INFORMATION GIVEN:
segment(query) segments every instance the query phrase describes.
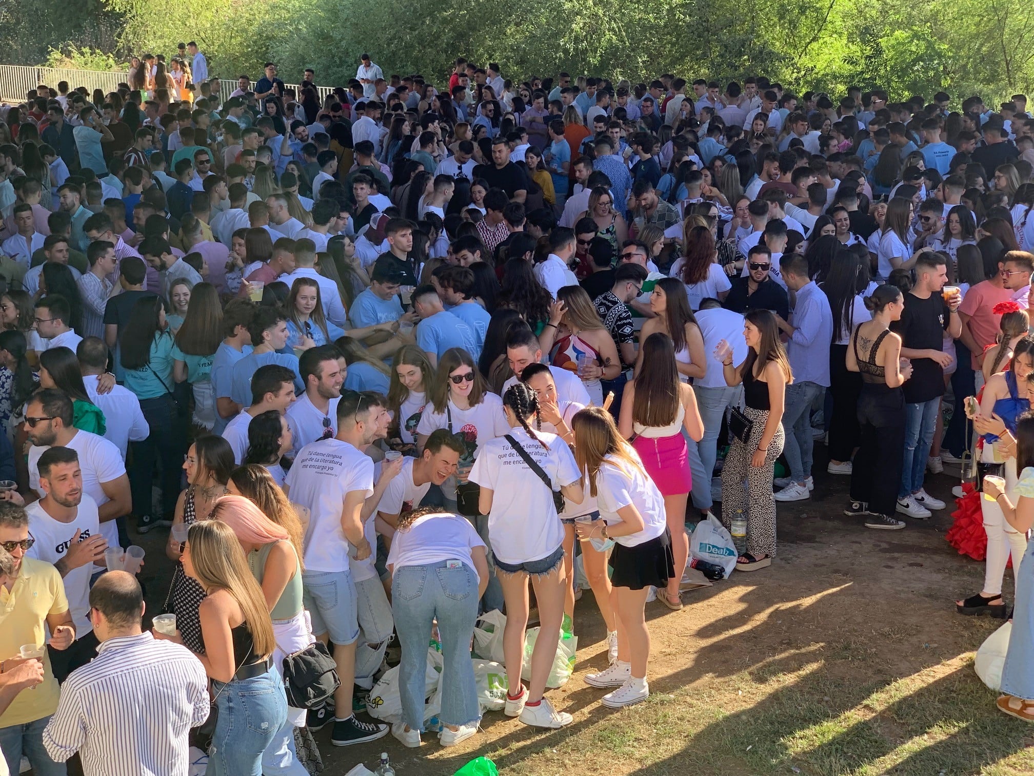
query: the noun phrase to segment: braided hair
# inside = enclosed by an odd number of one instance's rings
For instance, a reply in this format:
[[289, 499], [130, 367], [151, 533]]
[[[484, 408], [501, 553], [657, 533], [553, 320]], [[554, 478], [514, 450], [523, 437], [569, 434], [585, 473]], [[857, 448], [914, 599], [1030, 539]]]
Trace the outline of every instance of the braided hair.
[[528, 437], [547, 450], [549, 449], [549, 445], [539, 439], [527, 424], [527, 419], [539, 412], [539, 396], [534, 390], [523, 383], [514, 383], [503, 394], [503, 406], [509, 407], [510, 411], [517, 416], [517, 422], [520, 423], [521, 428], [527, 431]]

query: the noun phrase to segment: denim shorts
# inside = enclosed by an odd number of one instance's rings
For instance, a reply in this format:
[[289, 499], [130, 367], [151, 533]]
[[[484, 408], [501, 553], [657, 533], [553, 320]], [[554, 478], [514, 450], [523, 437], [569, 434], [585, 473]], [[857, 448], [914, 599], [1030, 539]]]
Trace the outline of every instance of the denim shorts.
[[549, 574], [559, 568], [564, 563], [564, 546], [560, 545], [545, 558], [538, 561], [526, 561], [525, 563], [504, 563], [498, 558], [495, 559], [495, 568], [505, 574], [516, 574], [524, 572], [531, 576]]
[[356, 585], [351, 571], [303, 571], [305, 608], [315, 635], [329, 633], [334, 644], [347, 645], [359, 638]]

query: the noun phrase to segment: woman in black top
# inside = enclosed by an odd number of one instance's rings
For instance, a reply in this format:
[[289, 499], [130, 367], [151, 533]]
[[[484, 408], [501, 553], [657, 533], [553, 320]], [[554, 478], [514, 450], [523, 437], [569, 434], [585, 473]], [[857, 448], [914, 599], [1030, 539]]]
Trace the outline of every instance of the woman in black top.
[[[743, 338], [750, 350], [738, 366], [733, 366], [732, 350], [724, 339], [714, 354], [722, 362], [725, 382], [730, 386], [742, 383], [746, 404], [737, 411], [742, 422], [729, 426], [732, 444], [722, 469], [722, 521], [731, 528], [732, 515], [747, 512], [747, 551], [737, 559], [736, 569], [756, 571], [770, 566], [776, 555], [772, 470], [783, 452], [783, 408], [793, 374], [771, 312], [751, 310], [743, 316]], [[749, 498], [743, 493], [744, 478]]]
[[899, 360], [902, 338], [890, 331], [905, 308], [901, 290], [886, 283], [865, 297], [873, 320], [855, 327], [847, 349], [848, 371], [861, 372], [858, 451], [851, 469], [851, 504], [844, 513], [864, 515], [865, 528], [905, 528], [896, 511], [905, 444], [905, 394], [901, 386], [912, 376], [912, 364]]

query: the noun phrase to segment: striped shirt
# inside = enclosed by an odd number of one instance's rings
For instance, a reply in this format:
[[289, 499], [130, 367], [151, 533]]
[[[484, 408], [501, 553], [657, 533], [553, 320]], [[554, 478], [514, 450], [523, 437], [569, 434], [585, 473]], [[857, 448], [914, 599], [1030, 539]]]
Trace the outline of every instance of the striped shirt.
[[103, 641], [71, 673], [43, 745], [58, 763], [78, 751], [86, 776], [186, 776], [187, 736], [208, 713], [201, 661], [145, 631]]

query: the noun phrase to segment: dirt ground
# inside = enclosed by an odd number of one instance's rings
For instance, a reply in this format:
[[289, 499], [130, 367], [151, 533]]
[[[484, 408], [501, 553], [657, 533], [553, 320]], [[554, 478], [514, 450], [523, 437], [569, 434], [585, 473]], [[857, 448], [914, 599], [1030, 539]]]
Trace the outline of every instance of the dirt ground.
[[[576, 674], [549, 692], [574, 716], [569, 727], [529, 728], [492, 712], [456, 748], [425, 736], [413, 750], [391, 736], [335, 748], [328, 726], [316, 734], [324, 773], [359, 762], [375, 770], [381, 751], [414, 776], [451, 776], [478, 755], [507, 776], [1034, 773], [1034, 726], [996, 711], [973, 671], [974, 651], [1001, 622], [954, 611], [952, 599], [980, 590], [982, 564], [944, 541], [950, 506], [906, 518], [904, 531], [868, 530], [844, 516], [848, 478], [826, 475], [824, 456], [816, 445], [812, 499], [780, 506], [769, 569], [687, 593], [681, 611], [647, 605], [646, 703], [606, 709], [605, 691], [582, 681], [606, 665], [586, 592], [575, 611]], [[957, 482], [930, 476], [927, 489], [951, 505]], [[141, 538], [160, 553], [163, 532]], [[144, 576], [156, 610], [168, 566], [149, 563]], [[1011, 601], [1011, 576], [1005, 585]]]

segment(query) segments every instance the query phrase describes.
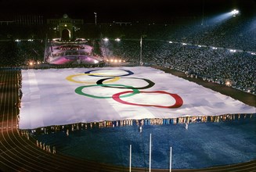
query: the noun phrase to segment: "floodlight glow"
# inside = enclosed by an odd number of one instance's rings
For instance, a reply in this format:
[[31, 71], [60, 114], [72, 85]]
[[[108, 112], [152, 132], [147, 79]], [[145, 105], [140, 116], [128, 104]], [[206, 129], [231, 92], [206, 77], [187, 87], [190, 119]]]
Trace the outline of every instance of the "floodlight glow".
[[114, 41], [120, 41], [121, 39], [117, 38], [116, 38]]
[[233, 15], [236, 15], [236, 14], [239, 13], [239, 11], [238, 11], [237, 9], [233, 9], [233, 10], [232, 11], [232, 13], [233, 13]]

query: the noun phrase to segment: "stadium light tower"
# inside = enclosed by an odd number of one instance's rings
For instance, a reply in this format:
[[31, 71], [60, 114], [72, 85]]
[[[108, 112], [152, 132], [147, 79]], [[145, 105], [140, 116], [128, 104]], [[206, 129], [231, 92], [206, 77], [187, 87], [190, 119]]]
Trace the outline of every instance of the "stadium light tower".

CHALLENGE:
Reproduce every one of the records above word for word, but leave the pictures out.

RESULT FOR THIS EXERCISE:
segment(query) segments every instance the query phrase describes.
query: the noun phrase to segment: braided hair
# inside = enclosed by an odd number of one instance's rings
For instance, a reply in this format:
[[289, 499], [130, 367], [151, 533]]
[[[484, 408], [501, 553], [657, 533], [553, 320]], [[554, 478], [514, 450], [523, 437], [569, 434], [585, 473]], [[857, 448], [914, 599], [1030, 539]]]
Trace the outline of every instance of the braided hair.
[[528, 437], [547, 450], [549, 449], [549, 445], [539, 439], [527, 424], [527, 419], [539, 412], [539, 396], [534, 390], [523, 383], [514, 383], [503, 394], [503, 406], [509, 407], [510, 411], [517, 416], [517, 422], [520, 423], [521, 428], [527, 431]]

query: the noun phrase to segment: denim shorts
# inside = enclosed by an odd number of one instance's rings
For instance, a reply in this format:
[[289, 499], [130, 367], [151, 533]]
[[[484, 408], [501, 553], [657, 533], [553, 320]], [[554, 478], [514, 450], [523, 437], [569, 434], [585, 473]], [[857, 448], [914, 599], [1030, 539]]]
Trace the outline of every instance of the denim shorts.
[[549, 574], [559, 568], [564, 563], [564, 546], [560, 545], [545, 558], [538, 561], [526, 561], [525, 563], [504, 563], [498, 558], [495, 559], [495, 568], [505, 574], [516, 574], [524, 572], [531, 576]]
[[356, 585], [351, 571], [303, 571], [305, 608], [315, 635], [329, 633], [334, 644], [347, 645], [359, 638]]

query: the noun phrase to segment: woman in black top
# inside = enclosed by an odd number of one instance's rings
For instance, a reply in this format:
[[289, 499], [130, 367], [151, 533]]
[[[484, 408], [501, 553], [657, 533], [553, 320]], [[554, 478], [514, 450], [523, 437], [569, 434], [585, 473]], [[857, 448], [914, 599], [1030, 539]]]
Trace the outline of every instance of the woman in black top.
[[[743, 338], [750, 350], [738, 366], [733, 366], [732, 350], [724, 339], [714, 354], [722, 362], [725, 382], [730, 386], [742, 383], [746, 404], [737, 411], [742, 422], [729, 426], [732, 444], [722, 469], [722, 521], [731, 528], [732, 515], [747, 512], [747, 551], [737, 559], [736, 569], [756, 571], [770, 566], [776, 555], [772, 470], [783, 452], [783, 408], [793, 374], [771, 312], [751, 310], [743, 316]], [[749, 498], [743, 493], [744, 478]]]
[[899, 360], [902, 338], [890, 331], [905, 308], [901, 290], [886, 283], [865, 297], [873, 320], [855, 327], [847, 349], [848, 371], [861, 372], [858, 451], [851, 469], [851, 504], [844, 513], [864, 515], [865, 528], [905, 528], [896, 511], [905, 444], [905, 394], [901, 386], [912, 376], [912, 364]]

query: the noun phrase to segment: striped shirt
# inside = enclosed by an odd number of one instance's rings
For instance, a reply in this format:
[[289, 499], [130, 367], [151, 533]]
[[[484, 408], [501, 553], [657, 533], [553, 320]], [[554, 478], [514, 450], [523, 437], [569, 434], [585, 473]], [[857, 448], [914, 599], [1030, 539]]]
Trace the outline of every instance of the striped shirt.
[[103, 641], [71, 673], [43, 745], [58, 763], [78, 751], [86, 776], [186, 776], [187, 736], [208, 713], [201, 661], [145, 631]]

query: the noun phrase to segment: dirt ground
# inside = enclosed by an odd number of one instance's rings
For instance, a reply in this format:
[[289, 499], [130, 367], [151, 533]]
[[[484, 408], [501, 553], [657, 533], [553, 320]], [[554, 478], [514, 450], [523, 437], [569, 434], [585, 473]], [[857, 448], [914, 599], [1030, 539]]]
Trace the outline of every instance of the dirt ground.
[[[576, 674], [549, 692], [574, 716], [569, 727], [529, 728], [492, 712], [456, 748], [425, 736], [413, 750], [391, 736], [335, 748], [328, 726], [316, 734], [324, 773], [359, 762], [375, 770], [381, 751], [414, 776], [451, 776], [478, 755], [507, 776], [1034, 773], [1034, 726], [996, 711], [973, 671], [974, 651], [1001, 622], [954, 611], [952, 599], [980, 590], [982, 564], [944, 541], [950, 506], [906, 518], [904, 531], [868, 530], [844, 516], [848, 478], [826, 475], [824, 456], [816, 445], [812, 499], [780, 506], [769, 569], [687, 593], [681, 611], [647, 605], [646, 703], [606, 709], [605, 691], [582, 681], [606, 665], [586, 592], [575, 611]], [[957, 482], [930, 476], [927, 489], [951, 505]], [[141, 538], [160, 553], [163, 532]], [[144, 576], [156, 610], [168, 566], [149, 563]], [[1011, 601], [1011, 576], [1005, 585]]]

segment(query) segments every instance the query phrase describes.
query: the noun phrase to segment: "floodlight glow"
# inside = enclosed by an odd number of one instance's rings
For instance, a reply in this format:
[[31, 71], [60, 114], [72, 85]]
[[[108, 112], [152, 132], [147, 79]], [[145, 105], [140, 116], [128, 104]], [[206, 129], [231, 92], [206, 77], [187, 87], [190, 119]]]
Trace the outline of every instance of the "floodlight glow".
[[114, 41], [120, 41], [121, 39], [117, 38], [116, 38]]
[[233, 15], [236, 15], [236, 14], [239, 13], [239, 11], [238, 11], [237, 9], [233, 9], [233, 10], [232, 11], [232, 13], [233, 13]]

query: the noun phrase to segment: "stadium light tower"
# inside = enclosed by an odd number of one instance's rings
For instance, a reply in this format:
[[31, 71], [60, 114], [72, 85]]
[[[108, 112], [152, 132], [147, 79]], [[145, 105], [140, 116], [128, 104]], [[206, 129], [231, 92], [206, 77], [187, 87], [190, 119]]]
Trace the outline of every instance of the "stadium light tower".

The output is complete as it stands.